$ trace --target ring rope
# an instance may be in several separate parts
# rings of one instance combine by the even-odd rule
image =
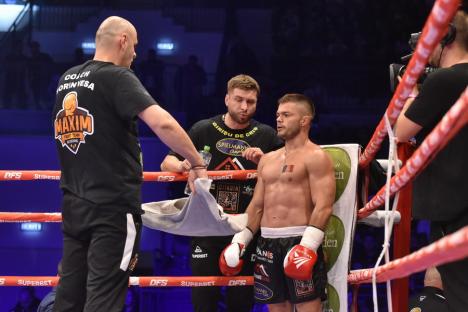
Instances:
[[[0,212],[0,223],[62,222],[60,212]]]
[[[390,194],[393,195],[410,182],[432,160],[435,155],[468,123],[468,88],[445,114],[442,120],[422,142],[421,146],[408,159],[405,166],[392,177]],[[359,209],[358,218],[362,219],[385,203],[385,186],[364,206]]]
[[[468,226],[400,259],[377,268],[377,282],[385,282],[408,276],[430,266],[456,261],[468,257]],[[350,284],[372,282],[374,269],[351,271]]]
[[[456,261],[468,256],[468,226],[447,235],[429,246],[377,268],[377,281],[384,282],[408,276],[434,265]],[[350,284],[372,281],[374,269],[351,271]],[[57,276],[0,276],[0,286],[56,286]],[[144,276],[130,277],[130,285],[140,287],[203,287],[253,285],[252,276]]]
[[[252,180],[257,178],[257,170],[218,170],[207,171],[212,180]],[[143,172],[146,182],[187,181],[188,173]],[[0,181],[60,180],[58,170],[0,170]]]
[[[429,56],[445,35],[445,30],[448,28],[448,24],[455,15],[459,4],[459,0],[437,0],[434,4],[431,14],[424,25],[415,53],[413,54],[413,57],[408,64],[408,68],[403,75],[402,81],[398,84],[398,87],[390,100],[390,104],[385,111],[391,125],[395,124],[398,115],[403,109],[406,99],[413,90],[413,87],[416,85],[421,72],[424,70],[424,66],[427,63]],[[387,131],[385,128],[385,120],[382,118],[377,125],[371,140],[359,158],[360,168],[367,167],[371,160],[374,159],[375,154],[379,150],[386,136]]]
[[[58,284],[58,276],[0,276],[0,286],[42,286]],[[251,286],[253,276],[131,276],[129,285],[140,287]]]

══════════

Problem details -> Copy out the material above character for character, leaving the picture out of your answer.

The result ->
$ trace --target ring rope
# an instance may be in several separate parts
# rings of one instance combine by the even-odd rule
image =
Instances:
[[[0,212],[0,223],[62,222],[60,212]]]
[[[390,194],[393,195],[410,182],[432,160],[435,155],[468,123],[468,88],[445,114],[442,120],[422,142],[421,146],[408,159],[405,166],[392,177]],[[359,209],[358,218],[362,219],[385,203],[385,186],[364,206]]]
[[[468,226],[400,259],[377,268],[377,282],[385,282],[408,276],[430,266],[456,261],[468,257]],[[350,284],[372,282],[374,269],[351,271]]]
[[[456,261],[468,256],[468,226],[447,235],[429,246],[377,268],[377,281],[384,282],[408,276],[434,265]],[[350,284],[372,281],[374,269],[351,271]],[[57,276],[0,276],[0,286],[56,286]],[[144,276],[130,277],[130,285],[140,287],[203,287],[253,285],[252,276]]]
[[[252,180],[257,178],[257,170],[218,170],[207,171],[212,180]],[[143,172],[146,182],[187,181],[188,173]],[[0,181],[60,180],[58,170],[0,170]]]
[[[429,56],[445,35],[445,30],[448,28],[448,24],[455,15],[459,4],[459,0],[437,0],[434,4],[431,14],[424,25],[415,53],[413,54],[413,57],[408,64],[408,68],[403,75],[402,81],[398,84],[398,87],[390,100],[390,104],[385,111],[391,125],[395,124],[398,115],[403,109],[406,99],[413,90],[413,87],[416,85],[421,72],[424,70],[424,66],[427,63]],[[387,131],[385,128],[385,120],[382,118],[377,125],[371,140],[359,158],[360,168],[367,167],[371,160],[374,159],[375,154],[379,150],[386,136]]]
[[[58,284],[58,276],[0,276],[0,286],[42,286]],[[251,286],[253,276],[131,276],[129,285],[140,287]]]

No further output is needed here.